Recorded data:
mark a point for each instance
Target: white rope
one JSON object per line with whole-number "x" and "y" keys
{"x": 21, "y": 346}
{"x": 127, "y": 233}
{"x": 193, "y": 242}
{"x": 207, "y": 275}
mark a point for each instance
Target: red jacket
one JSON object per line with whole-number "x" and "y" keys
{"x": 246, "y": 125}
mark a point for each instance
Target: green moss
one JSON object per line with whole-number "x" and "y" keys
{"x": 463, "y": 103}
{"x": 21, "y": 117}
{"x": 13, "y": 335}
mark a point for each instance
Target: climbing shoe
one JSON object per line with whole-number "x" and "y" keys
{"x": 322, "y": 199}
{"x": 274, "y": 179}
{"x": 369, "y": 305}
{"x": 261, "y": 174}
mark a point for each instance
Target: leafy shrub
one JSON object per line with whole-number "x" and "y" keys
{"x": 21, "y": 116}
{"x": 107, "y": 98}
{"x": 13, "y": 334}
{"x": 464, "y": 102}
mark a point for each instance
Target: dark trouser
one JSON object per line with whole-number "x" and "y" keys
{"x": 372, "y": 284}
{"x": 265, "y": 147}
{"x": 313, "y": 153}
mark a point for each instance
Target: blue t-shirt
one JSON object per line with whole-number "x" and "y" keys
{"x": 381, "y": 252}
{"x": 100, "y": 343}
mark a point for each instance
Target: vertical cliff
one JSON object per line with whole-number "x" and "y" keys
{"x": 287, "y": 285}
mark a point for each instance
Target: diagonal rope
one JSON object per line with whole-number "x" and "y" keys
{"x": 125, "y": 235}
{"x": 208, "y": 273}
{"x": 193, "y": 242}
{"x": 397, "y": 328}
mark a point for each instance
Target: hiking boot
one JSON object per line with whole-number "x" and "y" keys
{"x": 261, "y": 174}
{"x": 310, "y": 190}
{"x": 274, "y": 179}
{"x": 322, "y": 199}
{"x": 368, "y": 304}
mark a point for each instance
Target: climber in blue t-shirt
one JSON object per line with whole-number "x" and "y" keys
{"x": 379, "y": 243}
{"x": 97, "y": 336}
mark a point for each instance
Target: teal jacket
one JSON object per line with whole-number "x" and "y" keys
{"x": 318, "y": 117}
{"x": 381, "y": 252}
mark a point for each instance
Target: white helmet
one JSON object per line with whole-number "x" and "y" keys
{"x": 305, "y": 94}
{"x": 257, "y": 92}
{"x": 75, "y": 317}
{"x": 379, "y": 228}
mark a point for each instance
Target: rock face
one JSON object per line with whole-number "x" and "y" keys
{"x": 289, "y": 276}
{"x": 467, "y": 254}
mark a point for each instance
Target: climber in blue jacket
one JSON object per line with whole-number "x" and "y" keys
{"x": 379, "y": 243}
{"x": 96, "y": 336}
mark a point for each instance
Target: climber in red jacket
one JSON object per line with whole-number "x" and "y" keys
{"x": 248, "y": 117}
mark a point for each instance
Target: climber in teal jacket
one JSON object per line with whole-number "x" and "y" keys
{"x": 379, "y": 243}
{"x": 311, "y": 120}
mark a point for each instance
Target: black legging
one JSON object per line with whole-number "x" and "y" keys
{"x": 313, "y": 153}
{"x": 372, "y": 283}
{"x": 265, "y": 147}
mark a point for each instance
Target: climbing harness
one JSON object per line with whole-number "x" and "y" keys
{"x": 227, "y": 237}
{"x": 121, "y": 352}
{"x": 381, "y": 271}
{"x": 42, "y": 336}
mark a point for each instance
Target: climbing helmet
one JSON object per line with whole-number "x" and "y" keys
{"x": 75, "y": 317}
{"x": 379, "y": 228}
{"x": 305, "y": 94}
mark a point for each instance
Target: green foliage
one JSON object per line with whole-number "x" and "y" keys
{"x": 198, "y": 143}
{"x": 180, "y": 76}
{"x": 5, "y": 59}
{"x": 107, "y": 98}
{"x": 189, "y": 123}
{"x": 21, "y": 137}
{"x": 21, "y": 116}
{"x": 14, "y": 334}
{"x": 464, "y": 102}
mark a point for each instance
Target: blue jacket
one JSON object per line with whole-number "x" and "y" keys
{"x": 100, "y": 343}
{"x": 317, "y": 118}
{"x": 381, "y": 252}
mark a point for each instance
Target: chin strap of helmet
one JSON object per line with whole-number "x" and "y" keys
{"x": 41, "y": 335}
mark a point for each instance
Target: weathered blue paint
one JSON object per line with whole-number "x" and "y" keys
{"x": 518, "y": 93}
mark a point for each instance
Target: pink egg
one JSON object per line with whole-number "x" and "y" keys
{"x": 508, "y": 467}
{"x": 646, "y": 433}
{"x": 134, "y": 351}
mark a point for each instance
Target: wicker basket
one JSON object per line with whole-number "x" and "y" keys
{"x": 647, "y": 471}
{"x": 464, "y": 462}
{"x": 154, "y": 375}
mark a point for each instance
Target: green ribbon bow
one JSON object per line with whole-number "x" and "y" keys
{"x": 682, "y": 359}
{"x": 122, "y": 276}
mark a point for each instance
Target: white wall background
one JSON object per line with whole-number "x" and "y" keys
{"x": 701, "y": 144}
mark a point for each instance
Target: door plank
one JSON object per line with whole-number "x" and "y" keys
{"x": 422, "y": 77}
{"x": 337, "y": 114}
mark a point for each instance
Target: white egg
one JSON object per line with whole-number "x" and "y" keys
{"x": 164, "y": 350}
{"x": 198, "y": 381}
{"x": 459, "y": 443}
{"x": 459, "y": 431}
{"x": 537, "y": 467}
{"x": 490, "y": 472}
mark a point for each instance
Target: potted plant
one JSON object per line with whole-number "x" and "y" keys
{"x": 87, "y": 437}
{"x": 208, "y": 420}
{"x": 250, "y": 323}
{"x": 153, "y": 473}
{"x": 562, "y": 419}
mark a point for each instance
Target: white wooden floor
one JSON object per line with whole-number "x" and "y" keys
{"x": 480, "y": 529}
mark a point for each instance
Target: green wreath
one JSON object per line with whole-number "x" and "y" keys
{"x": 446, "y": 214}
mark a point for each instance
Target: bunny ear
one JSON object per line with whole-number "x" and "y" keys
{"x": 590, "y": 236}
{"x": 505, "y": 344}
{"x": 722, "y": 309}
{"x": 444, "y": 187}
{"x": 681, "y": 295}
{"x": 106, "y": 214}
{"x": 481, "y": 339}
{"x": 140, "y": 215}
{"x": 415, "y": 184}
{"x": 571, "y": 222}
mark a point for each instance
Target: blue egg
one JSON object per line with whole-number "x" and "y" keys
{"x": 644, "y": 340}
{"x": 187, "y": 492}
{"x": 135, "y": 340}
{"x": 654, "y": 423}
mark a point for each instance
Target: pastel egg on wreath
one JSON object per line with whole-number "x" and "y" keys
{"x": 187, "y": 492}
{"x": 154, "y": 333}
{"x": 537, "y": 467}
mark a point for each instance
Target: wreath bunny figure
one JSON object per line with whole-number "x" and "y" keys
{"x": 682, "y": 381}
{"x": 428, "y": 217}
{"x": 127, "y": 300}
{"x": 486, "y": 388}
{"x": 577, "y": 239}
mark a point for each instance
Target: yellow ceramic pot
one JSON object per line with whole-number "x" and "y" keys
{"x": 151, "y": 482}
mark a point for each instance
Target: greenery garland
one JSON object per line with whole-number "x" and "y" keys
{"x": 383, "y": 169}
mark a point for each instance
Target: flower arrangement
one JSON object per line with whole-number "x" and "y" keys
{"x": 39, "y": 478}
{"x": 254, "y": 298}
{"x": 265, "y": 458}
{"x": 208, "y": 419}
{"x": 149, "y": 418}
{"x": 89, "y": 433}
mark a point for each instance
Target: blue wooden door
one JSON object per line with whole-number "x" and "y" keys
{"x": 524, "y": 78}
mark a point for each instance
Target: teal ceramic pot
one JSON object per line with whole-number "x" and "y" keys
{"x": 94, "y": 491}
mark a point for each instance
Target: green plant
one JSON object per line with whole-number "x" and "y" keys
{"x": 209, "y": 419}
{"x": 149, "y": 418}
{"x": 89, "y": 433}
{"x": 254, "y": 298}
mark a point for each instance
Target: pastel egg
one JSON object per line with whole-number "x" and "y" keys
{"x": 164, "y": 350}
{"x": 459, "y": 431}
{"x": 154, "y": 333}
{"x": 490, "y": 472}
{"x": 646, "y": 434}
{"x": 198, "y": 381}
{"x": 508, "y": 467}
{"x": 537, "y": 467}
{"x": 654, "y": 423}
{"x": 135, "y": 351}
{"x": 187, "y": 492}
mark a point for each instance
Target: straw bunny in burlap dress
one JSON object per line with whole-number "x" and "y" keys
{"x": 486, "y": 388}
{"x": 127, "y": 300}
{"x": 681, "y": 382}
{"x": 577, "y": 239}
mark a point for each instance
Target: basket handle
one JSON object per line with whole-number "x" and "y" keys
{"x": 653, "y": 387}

WORK TASK
Could you return exactly the stretch of the data above that starts at the line with "Target: green moss" and ends at the line with "Target: hiking boot", both lines included?

YOUR RESPONSE
Target: green moss
one JSON object per line with whole-number "x" and "y" keys
{"x": 463, "y": 103}
{"x": 21, "y": 117}
{"x": 13, "y": 335}
mark a point for each instance
Target: climbing shoe
one JSON object per line with whole-number "x" and "y" keys
{"x": 322, "y": 199}
{"x": 274, "y": 179}
{"x": 369, "y": 305}
{"x": 261, "y": 174}
mark a point for each instance
Target: leafy shrub
one JSON object per line with whole-number "x" and "y" keys
{"x": 21, "y": 116}
{"x": 107, "y": 98}
{"x": 13, "y": 334}
{"x": 464, "y": 102}
mark a point for each instance
Target: dark trouser
one JSON object per line with whole-number "x" and "y" keys
{"x": 372, "y": 284}
{"x": 265, "y": 147}
{"x": 313, "y": 153}
mark a point for each instance
Target: blue t-shirt
one JSON object per line with whole-number "x" and "y" keys
{"x": 381, "y": 252}
{"x": 100, "y": 343}
mark a point for each instance
Target: vertical cliff
one JSON object per line with whole-number "x" and "y" keys
{"x": 287, "y": 285}
mark a point for each instance
Target: diagonal rope
one JSON object per line with whole-number "x" and "y" keys
{"x": 125, "y": 235}
{"x": 208, "y": 273}
{"x": 193, "y": 242}
{"x": 397, "y": 328}
mark a point for each instance
Target: hiking boot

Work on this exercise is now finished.